**Task to carry out**: In the records that follow, find each line containing "test" and copy it.

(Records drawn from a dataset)
****

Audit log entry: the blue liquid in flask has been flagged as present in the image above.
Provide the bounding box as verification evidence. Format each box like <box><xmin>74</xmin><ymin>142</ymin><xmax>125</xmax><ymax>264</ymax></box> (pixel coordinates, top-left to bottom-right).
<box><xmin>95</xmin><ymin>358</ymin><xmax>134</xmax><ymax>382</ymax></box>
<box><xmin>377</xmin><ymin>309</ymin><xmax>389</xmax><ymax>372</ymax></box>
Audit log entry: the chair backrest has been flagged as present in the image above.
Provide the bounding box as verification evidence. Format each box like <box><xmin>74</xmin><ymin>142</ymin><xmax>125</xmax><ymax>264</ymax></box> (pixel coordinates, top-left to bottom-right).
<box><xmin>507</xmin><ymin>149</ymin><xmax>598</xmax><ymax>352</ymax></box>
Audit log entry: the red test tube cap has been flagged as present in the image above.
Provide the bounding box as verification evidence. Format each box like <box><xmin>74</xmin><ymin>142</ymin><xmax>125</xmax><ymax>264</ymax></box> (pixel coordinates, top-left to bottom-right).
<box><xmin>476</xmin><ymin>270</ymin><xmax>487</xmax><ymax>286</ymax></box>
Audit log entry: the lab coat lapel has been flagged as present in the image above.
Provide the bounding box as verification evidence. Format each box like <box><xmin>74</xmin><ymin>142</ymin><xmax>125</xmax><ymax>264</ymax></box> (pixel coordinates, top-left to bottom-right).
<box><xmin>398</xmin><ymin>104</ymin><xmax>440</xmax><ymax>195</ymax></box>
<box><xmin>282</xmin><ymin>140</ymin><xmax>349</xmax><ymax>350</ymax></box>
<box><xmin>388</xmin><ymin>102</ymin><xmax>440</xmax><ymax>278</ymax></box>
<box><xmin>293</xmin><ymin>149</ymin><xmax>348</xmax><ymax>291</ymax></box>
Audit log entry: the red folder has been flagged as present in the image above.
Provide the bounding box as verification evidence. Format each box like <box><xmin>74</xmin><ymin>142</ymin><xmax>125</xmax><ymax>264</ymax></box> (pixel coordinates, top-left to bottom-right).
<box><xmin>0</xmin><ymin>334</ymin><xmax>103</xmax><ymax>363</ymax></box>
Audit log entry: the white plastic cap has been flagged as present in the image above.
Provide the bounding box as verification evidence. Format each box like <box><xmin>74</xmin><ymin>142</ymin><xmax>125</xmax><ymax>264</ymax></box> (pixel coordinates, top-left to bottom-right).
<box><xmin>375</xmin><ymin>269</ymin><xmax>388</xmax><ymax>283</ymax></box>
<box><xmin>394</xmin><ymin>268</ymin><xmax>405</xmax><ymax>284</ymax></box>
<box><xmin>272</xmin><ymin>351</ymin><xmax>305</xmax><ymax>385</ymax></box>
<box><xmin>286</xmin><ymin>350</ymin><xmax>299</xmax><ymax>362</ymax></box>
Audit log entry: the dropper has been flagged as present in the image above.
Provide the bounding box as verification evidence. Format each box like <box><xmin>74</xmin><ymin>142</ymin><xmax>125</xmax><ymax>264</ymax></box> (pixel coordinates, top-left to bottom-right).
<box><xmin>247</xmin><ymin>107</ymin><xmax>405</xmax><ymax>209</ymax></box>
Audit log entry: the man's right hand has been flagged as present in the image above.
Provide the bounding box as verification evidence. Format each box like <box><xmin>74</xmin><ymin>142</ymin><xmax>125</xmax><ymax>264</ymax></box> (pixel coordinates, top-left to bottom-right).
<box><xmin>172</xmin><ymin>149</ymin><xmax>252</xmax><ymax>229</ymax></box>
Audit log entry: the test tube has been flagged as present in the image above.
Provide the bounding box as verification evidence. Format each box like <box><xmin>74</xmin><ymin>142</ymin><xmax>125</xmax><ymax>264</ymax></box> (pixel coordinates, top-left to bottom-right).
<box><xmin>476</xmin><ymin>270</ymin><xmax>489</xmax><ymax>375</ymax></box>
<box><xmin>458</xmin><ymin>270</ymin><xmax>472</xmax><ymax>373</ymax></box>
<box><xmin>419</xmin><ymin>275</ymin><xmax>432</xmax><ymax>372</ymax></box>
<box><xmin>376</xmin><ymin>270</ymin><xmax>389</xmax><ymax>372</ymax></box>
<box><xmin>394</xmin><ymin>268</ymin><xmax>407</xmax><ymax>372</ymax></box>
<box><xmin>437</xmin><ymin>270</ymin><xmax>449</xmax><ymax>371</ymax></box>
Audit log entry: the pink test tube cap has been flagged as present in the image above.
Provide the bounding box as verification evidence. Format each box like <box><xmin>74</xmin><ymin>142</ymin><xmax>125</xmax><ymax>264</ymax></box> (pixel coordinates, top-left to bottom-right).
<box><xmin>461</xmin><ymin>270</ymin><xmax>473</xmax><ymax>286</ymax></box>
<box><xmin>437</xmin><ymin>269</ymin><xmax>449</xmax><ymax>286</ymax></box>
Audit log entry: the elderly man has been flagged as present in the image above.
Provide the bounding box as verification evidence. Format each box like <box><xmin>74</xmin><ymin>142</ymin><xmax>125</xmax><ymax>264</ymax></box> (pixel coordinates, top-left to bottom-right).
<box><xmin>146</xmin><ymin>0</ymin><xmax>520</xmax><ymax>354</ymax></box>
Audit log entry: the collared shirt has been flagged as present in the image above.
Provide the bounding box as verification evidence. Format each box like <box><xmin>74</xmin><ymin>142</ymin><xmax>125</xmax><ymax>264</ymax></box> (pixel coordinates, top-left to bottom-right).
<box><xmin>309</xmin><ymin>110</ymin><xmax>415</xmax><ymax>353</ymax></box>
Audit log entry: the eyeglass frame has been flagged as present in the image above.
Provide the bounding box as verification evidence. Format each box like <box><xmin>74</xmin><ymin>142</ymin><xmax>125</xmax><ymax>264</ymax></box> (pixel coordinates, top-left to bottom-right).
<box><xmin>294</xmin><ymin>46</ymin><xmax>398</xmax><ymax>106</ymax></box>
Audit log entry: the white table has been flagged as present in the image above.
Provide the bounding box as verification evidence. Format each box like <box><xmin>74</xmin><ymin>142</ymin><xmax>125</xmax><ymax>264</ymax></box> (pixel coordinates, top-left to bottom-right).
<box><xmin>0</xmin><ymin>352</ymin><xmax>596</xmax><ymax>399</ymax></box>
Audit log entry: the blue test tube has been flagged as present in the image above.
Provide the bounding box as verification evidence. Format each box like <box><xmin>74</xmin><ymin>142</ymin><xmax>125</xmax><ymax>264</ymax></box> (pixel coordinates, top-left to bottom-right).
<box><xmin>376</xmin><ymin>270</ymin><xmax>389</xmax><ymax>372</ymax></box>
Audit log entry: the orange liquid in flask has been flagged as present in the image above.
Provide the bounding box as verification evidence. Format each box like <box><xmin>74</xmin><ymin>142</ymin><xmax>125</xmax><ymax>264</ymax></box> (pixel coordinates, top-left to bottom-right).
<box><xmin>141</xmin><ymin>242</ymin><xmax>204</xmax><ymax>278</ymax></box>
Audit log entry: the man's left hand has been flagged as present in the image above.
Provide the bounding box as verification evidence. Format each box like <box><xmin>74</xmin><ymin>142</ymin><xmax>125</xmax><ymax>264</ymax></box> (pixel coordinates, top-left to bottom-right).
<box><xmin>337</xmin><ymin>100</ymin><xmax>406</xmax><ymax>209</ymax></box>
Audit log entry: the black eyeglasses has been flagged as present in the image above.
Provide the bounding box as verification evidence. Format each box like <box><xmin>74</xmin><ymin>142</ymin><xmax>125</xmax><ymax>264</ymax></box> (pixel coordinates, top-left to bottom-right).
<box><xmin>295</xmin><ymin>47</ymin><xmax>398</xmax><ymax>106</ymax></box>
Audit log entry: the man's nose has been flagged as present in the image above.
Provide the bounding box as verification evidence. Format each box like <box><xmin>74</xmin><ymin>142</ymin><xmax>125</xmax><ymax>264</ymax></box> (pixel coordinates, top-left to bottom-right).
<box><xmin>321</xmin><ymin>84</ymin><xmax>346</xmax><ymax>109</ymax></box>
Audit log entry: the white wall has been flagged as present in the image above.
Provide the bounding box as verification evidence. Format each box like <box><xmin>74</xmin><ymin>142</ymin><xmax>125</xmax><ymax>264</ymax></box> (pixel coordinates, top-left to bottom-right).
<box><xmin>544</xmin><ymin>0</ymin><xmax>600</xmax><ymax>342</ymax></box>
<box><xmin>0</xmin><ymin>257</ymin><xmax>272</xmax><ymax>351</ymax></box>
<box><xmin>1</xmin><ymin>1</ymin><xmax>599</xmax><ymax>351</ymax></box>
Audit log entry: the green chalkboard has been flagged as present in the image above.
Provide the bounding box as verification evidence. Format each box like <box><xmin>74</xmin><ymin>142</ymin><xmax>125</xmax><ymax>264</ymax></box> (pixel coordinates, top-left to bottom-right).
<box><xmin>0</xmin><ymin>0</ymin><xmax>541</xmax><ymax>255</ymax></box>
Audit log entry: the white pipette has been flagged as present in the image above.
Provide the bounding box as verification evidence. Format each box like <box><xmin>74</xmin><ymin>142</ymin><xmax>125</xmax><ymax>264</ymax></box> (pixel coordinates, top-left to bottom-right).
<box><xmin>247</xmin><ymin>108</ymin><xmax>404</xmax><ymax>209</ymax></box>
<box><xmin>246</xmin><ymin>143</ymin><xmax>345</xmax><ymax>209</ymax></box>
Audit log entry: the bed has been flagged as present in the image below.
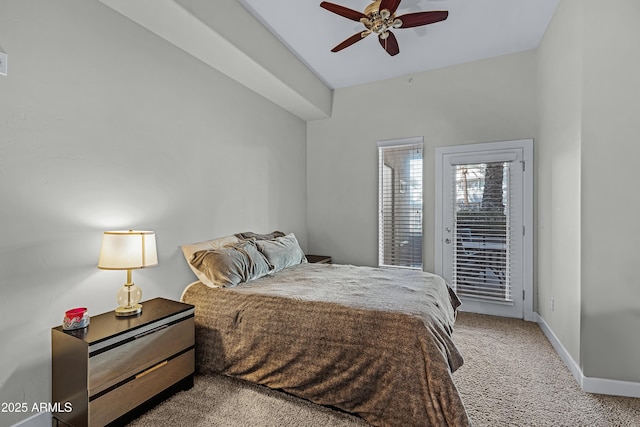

****

**Result**:
Audit log entry: the red test tube cap has been flagged as present in the image above.
Audit log entry: the test tube has been flagged as present in the image above.
Audit log entry: the pink test tube cap has been flagged as present in the image above.
Audit log entry: the blue test tube has been flagged as present in the image above.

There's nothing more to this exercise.